---------- EXERCISE INPUTS

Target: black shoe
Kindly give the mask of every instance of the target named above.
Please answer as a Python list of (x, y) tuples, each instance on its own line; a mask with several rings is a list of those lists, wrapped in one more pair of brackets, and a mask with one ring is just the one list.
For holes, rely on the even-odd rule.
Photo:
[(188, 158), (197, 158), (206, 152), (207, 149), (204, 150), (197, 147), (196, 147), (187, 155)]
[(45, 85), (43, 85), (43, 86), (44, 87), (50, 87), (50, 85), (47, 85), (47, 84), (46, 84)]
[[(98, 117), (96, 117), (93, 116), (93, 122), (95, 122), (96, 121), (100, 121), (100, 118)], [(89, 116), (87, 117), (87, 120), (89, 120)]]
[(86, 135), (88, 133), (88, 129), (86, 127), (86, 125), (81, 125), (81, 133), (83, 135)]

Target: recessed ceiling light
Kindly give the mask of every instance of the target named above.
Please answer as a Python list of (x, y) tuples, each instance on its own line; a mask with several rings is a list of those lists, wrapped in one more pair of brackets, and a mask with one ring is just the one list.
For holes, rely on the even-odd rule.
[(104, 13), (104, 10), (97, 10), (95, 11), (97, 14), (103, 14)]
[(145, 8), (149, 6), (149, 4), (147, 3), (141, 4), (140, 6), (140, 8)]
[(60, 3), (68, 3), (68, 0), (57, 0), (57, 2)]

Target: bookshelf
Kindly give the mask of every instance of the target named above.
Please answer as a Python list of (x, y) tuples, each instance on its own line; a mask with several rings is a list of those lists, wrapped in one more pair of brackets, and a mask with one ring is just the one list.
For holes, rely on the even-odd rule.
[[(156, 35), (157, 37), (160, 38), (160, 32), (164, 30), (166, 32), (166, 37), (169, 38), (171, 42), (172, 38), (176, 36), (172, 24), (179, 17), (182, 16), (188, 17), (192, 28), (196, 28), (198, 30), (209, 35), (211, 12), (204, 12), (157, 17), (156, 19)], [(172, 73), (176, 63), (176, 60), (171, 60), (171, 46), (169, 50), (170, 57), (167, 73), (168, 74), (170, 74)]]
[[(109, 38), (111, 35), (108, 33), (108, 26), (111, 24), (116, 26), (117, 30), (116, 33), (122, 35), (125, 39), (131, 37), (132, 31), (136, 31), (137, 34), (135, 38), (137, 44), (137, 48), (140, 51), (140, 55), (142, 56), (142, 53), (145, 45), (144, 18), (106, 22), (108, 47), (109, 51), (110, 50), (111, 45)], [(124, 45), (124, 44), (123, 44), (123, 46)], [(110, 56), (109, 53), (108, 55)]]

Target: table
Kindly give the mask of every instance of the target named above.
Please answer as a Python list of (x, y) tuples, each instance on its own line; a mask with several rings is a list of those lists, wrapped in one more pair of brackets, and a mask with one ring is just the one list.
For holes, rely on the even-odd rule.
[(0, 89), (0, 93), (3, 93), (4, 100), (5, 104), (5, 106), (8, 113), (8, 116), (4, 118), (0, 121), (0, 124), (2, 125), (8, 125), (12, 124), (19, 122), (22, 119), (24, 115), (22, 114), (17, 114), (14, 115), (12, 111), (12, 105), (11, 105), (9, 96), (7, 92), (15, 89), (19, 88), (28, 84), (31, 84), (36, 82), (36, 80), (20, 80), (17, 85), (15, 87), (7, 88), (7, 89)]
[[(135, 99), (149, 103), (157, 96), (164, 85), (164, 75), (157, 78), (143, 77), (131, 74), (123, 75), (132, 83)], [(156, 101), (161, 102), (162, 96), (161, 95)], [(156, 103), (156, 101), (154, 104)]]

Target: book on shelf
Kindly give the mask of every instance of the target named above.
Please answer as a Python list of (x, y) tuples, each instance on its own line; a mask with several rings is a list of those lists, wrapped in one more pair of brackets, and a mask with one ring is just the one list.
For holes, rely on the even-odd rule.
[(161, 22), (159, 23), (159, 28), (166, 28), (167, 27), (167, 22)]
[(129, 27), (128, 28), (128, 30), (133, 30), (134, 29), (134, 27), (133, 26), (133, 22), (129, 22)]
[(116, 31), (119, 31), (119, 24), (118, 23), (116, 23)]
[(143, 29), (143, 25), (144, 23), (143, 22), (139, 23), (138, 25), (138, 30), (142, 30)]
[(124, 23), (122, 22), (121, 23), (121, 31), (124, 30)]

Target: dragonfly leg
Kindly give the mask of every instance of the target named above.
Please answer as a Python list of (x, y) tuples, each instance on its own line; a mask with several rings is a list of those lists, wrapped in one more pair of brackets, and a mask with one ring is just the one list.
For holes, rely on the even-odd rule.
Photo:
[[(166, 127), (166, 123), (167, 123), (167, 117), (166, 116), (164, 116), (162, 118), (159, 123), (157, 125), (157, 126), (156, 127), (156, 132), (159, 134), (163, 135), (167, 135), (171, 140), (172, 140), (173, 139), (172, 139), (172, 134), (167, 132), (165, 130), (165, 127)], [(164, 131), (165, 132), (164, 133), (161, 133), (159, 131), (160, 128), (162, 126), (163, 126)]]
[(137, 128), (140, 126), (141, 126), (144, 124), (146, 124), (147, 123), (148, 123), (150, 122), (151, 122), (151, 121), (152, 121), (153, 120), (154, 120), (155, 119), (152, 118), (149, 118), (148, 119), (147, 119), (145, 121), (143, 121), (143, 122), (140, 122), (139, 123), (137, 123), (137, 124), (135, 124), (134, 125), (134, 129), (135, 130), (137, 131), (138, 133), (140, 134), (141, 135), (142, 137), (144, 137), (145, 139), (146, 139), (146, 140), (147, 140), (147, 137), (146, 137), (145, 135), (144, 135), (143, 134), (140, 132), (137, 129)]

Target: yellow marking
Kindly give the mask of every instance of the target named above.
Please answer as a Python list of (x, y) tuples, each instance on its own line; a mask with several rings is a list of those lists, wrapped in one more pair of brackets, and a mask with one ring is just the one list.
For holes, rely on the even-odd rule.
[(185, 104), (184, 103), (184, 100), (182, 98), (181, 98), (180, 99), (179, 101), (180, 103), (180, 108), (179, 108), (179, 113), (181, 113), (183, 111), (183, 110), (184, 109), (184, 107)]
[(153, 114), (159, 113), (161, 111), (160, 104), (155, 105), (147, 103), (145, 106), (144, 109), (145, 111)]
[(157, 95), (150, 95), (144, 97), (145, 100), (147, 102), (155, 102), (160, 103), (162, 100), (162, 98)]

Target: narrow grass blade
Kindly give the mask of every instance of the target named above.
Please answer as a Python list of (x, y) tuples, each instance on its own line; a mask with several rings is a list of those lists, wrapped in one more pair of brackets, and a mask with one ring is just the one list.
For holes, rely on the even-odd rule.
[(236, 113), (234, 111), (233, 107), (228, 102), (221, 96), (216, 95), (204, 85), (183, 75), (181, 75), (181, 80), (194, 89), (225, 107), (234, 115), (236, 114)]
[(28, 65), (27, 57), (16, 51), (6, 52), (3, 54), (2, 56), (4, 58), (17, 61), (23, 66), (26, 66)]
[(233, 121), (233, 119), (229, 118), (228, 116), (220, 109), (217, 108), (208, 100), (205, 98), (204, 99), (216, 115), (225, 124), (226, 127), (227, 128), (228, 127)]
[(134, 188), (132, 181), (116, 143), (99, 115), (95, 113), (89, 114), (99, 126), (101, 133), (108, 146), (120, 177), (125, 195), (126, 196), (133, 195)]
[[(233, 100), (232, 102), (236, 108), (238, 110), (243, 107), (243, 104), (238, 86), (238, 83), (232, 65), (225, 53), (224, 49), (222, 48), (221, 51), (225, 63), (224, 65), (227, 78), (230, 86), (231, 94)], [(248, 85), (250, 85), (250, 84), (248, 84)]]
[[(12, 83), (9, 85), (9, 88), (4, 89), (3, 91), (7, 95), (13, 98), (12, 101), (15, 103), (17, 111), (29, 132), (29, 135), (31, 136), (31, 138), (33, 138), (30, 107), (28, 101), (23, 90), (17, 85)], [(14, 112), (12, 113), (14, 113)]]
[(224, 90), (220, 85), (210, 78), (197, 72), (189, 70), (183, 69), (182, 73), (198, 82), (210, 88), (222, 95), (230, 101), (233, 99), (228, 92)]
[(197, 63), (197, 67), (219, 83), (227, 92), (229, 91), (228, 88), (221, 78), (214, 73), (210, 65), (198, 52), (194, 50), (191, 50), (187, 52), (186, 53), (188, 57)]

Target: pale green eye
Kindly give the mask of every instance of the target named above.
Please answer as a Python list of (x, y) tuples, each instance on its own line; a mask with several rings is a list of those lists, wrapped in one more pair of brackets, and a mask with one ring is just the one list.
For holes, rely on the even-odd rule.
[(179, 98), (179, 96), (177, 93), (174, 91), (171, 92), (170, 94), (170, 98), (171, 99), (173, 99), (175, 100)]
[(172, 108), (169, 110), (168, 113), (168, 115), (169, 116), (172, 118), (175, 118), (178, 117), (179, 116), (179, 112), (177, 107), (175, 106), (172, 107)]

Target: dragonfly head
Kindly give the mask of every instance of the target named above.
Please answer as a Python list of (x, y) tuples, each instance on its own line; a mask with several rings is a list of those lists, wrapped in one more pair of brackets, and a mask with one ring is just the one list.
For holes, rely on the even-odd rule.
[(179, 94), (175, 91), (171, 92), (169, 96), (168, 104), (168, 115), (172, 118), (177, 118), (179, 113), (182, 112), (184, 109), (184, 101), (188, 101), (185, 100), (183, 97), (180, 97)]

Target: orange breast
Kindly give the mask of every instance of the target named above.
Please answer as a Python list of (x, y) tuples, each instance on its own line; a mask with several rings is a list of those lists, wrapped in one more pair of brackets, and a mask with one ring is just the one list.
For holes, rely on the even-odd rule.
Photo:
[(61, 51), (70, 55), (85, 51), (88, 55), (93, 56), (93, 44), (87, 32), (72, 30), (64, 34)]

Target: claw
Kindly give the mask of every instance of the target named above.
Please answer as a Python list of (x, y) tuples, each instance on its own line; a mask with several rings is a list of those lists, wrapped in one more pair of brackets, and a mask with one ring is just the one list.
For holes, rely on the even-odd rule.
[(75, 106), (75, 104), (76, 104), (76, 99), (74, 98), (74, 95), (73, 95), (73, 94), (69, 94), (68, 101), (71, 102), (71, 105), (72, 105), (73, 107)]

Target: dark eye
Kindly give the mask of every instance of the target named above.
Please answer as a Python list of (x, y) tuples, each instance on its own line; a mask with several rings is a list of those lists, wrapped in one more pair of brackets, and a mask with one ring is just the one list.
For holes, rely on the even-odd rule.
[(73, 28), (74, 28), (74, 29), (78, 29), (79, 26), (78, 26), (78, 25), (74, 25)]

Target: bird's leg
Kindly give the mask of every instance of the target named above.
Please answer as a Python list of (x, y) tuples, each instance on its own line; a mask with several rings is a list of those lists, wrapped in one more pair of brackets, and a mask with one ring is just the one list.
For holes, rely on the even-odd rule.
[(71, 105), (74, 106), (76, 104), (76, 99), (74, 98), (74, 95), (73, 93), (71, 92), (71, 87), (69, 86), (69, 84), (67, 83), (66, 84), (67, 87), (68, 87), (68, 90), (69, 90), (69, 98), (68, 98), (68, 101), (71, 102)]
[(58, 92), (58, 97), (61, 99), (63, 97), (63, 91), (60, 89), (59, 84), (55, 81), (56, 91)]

--------------------

### WRITTEN TASK
Please swap "black shoe" for "brown shoe" in the rows from the first line through the line with "84), (46, 84)]", and give back only those lines with everything else left as it is.

### FINAL RESULT
Target: brown shoe
Kindly give the mask of every instance of the target named above.
Please answer as a Python list of (x, y) tuples, each instance on its own line; a mask with several rings is a list of those lists, wrapped in one more pair of brackets, and a mask with one ring is just the one list.
For holes, rely on the even-odd rule.
Photo:
[(188, 158), (197, 158), (206, 152), (207, 149), (204, 150), (197, 147), (196, 147), (187, 155)]
[(45, 85), (43, 85), (43, 86), (44, 87), (50, 87), (50, 85), (47, 85), (47, 84), (46, 84)]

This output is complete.